- **Exercise description**
Return the records exactly as they appear below, omitting the pictures.

[Natural language region descriptions]
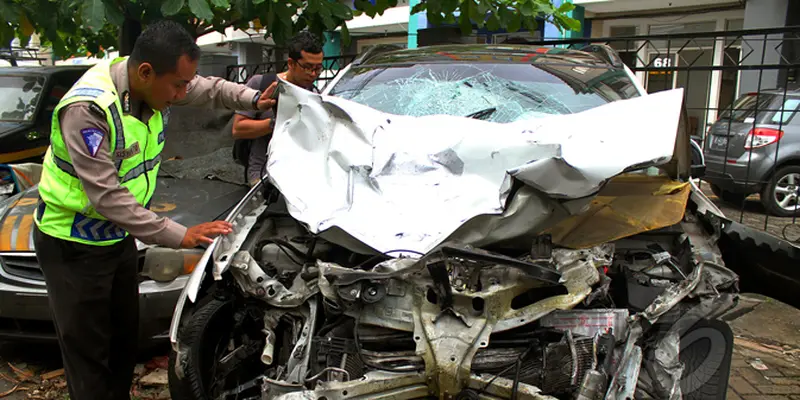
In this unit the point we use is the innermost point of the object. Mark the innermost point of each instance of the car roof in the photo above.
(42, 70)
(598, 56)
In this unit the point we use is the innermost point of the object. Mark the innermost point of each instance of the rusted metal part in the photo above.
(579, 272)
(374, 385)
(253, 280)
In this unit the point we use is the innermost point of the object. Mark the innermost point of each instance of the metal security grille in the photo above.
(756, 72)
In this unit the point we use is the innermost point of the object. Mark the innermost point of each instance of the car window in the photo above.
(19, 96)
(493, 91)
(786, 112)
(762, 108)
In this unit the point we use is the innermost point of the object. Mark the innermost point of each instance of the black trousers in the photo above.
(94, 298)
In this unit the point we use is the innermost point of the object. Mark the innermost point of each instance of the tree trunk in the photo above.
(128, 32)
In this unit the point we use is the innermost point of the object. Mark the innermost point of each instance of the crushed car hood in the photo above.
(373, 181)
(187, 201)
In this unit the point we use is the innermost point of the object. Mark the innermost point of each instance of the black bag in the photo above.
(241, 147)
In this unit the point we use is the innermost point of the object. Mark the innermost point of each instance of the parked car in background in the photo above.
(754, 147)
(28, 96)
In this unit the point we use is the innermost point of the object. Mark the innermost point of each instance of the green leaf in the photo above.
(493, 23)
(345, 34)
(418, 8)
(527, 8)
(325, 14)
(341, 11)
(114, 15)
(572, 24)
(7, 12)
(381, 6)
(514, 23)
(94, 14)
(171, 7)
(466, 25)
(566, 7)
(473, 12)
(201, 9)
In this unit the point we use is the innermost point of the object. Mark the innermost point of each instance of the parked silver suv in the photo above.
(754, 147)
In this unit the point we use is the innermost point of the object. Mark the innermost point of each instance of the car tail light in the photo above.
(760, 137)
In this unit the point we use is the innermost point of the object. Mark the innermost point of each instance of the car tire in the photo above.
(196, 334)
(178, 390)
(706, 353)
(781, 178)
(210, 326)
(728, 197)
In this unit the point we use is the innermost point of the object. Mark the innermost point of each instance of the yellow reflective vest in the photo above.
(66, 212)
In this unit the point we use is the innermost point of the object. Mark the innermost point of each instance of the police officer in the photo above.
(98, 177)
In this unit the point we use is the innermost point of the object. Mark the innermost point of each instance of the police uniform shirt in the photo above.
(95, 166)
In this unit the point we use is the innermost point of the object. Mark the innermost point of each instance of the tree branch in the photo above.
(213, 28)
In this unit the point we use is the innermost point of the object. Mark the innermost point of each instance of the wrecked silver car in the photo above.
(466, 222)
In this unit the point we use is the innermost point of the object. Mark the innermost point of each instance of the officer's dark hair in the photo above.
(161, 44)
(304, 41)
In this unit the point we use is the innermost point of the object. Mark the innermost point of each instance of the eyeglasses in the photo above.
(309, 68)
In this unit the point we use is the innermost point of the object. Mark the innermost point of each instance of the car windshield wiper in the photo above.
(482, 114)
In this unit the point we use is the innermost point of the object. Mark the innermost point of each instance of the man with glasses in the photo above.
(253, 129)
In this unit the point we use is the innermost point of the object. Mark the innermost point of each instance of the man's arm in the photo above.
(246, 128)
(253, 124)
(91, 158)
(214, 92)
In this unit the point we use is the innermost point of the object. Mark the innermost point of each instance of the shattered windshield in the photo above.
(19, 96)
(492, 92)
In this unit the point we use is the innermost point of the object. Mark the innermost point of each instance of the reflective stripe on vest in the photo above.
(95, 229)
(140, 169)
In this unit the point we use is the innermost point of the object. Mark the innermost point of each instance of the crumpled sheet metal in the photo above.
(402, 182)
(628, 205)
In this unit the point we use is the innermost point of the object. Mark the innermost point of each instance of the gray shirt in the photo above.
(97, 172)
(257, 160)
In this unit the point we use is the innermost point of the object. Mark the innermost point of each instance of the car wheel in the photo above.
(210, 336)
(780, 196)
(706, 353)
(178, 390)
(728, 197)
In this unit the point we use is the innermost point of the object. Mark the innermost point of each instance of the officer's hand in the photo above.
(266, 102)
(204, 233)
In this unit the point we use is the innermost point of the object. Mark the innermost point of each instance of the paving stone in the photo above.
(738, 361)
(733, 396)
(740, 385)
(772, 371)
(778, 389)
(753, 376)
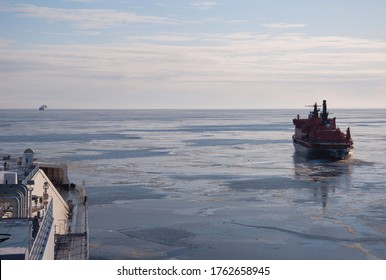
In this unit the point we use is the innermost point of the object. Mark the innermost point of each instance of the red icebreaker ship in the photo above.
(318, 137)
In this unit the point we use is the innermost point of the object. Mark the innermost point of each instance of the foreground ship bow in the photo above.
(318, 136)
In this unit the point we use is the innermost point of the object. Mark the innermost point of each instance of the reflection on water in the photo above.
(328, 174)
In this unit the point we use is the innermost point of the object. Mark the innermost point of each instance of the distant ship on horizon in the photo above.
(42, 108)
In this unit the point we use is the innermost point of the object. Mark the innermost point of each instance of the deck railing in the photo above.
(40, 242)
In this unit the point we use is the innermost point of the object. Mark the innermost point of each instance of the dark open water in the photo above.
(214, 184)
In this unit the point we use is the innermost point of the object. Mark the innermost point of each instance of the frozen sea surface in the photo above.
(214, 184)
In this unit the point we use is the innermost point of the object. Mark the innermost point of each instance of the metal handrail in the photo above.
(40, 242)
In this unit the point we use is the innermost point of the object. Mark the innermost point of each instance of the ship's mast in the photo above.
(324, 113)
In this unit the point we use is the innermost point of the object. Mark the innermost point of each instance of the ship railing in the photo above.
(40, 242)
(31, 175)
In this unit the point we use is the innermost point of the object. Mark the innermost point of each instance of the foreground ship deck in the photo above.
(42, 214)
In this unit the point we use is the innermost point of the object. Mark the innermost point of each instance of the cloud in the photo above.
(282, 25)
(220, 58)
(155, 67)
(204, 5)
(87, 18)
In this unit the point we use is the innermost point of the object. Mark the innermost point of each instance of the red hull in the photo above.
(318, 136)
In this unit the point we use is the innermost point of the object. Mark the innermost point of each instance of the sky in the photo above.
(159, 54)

- **Exercise response**
In this unit the point we use is the innermost point of the object. Mark the innermost point of each instance of the car roof in the photo above.
(42, 70)
(598, 56)
In this unit the point we use is the innermost point of the object. Mark the innermost point of each instance of the rusted metal part in the photo above.
(579, 272)
(374, 385)
(253, 280)
In this unit the point we use is the innermost point of the object. Mark the innermost point of each instance of the metal security grille in the photo above.
(756, 72)
In this unit the point we use is the innermost point of the object. Mark the innermost point of each instance of the car window in the photo above.
(19, 96)
(493, 91)
(786, 112)
(762, 108)
In this unit the point we use is the innermost point of the object. Mark the innermost point of each instance of the black trousers in the photo above.
(94, 298)
In this unit the point we use is the innermost point of the object. Mark the innermost point of each instance of the tree trunk in the photo above.
(128, 32)
In this unit the point we use is the innermost point of the object. Mark the innermost point of each instance of the crushed car hood in the photo above.
(373, 181)
(187, 201)
In this unit the point we use is the innermost point of the object. Mark the innermost point of each instance of the black bag in the photo above.
(241, 147)
In this unit the point we use is the innermost point of the object. Mark the innermost point of each instance of the parked car in background in the photo above.
(754, 147)
(28, 96)
In this unit the point we use is the innermost point of the object. Mark the innermost point of each instance of the green leaf in the photo above.
(493, 23)
(345, 34)
(418, 8)
(527, 8)
(325, 14)
(341, 11)
(114, 15)
(572, 24)
(7, 12)
(381, 6)
(514, 23)
(94, 14)
(171, 7)
(466, 25)
(566, 7)
(473, 12)
(201, 9)
In this unit the point we use is the innermost point of the object. Mark the innermost point of each instance of the parked silver suv in the photo above.
(754, 147)
In this unit the point we use is the innermost point of the object. Mark the innermost point of each instance of the car tail light in the photo above.
(760, 137)
In this unit the point we use is the innermost point of the object. Mark the innermost point of each instance of the car tire in the photo above.
(196, 334)
(178, 390)
(706, 353)
(781, 178)
(210, 326)
(728, 197)
In this unit the point we use is the innermost point of the object. Mark the innermost point of each instance of the yellow reflective vest in the photo above.
(66, 212)
In this unit the point we use is the innermost point of the object. Mark the innermost point of each instance of the police officer in the photo above.
(98, 177)
In this unit the point we use is the innermost point of the object. Mark the innermost point of each instance of the police uniform shirt in the photo above.
(95, 166)
In this unit the point we use is the innermost point of the object. Mark the innermost point of each instance of the tree branch in the photo above.
(213, 28)
In this unit the point we use is the innermost point of the object. Mark the innermost point of each instance of the wrecked silver car in the photo above.
(466, 222)
In this unit the point we use is the innermost point of the object. Mark the innermost point of each instance of the officer's dark hair in the photo above.
(161, 44)
(304, 41)
In this unit the point we use is the innermost point of the object. Mark the innermost point of each instance of the eyeglasses in the photo above.
(309, 68)
In this unit the point we use is the innermost point of the object. Mark the innermost point of each instance of the car windshield wiper in the photo above.
(482, 114)
In this unit the point we use is the innermost point of the object. Mark the innermost point of each instance of the man with glasses in the photo above.
(253, 129)
In this unit the point we use is the innermost point of the object. Mark the innermost point of each instance of the man's arm in the photo above.
(246, 128)
(253, 124)
(91, 158)
(214, 92)
In this unit the point we use is the innermost point of the object. Mark the innermost point of each instance of the shattered windshield in the photo above.
(19, 96)
(492, 92)
In this unit the point we use is the innermost point of the object. Mark the innermost point of each instance of the reflective stripe on vest in the photo above.
(95, 229)
(140, 169)
In this unit the point we use is the innermost point of the object. Mark the innermost point of each instance of the crumpled sheet metal in the photo above.
(402, 182)
(628, 205)
In this unit the point we use is the innermost point of the object. Mark the innermost point of each instance of the gray shirt in the photo above.
(97, 172)
(257, 160)
In this unit the point we use is the innermost point of the object. Mark the innermost point of each instance of the car wheel in the photo above.
(210, 336)
(780, 196)
(706, 353)
(178, 390)
(728, 197)
In this unit the point we use is the innermost point of the object. Mark the innermost point of each instance of the officer's hand in the photo above.
(266, 102)
(204, 233)
In this unit the point we use is the innermost point of the object. Mark the innermost point of each instance of the paving stone in the photo above.
(738, 361)
(733, 396)
(740, 385)
(772, 371)
(778, 389)
(753, 376)
In this unit the point we use is the innermost point of the object. Mark the innermost point of each instance of the red icebreaker ship in the photo above.
(318, 137)
In this unit the point we use is the innermost point of the object. Mark the innermost point of each instance of the foreground ship bow in the photo above.
(318, 136)
In this unit the point we use is the innermost point of the object. Mark the innermost point of each instance of the reflection on water in the photo above.
(328, 174)
In this unit the point we use is the innermost point of the object. Mark the innermost point of each instance of the distant ship on horizon in the photo above.
(42, 108)
In this unit the point we use is the innermost point of the object. Mark the innermost point of each instance of the deck railing in the photo above.
(40, 242)
In this unit the point we use is the innermost point of the object. Mark the innermost point of each instance of the dark open water in the photo above.
(214, 184)
In this unit the point we use is the innermost point of the object. Mark the innermost point of each instance of the frozen sea surface in the photo above.
(214, 184)
In this unit the point we use is the innermost point of the object. Mark the innermost point of each instance of the metal handrail in the photo above.
(40, 242)
In this unit the point we use is the innermost point of the object. Mark the innermost point of each instance of the ship's mast in the photo above.
(324, 113)
In this unit the point we use is the innermost point of the object. Mark the innermost point of each instance of the ship railing in the photo above.
(40, 242)
(31, 175)
In this unit the point we use is the innermost point of the object. Mark the innermost point of each instance of the foreground ship deck in the photo above.
(42, 214)
In this unit the point we use is the innermost point of the object. Mark the innermost point of each instance of the cloud in the photo above.
(282, 25)
(220, 58)
(155, 67)
(204, 5)
(87, 18)
In this unit the point we use is the innermost point of the object. Mark the innermost point of each instance of the red hull in the photo above.
(318, 136)
In this unit the point we use is the innermost point of the object. Mark the innermost point of each instance of the sky in the photo above.
(159, 54)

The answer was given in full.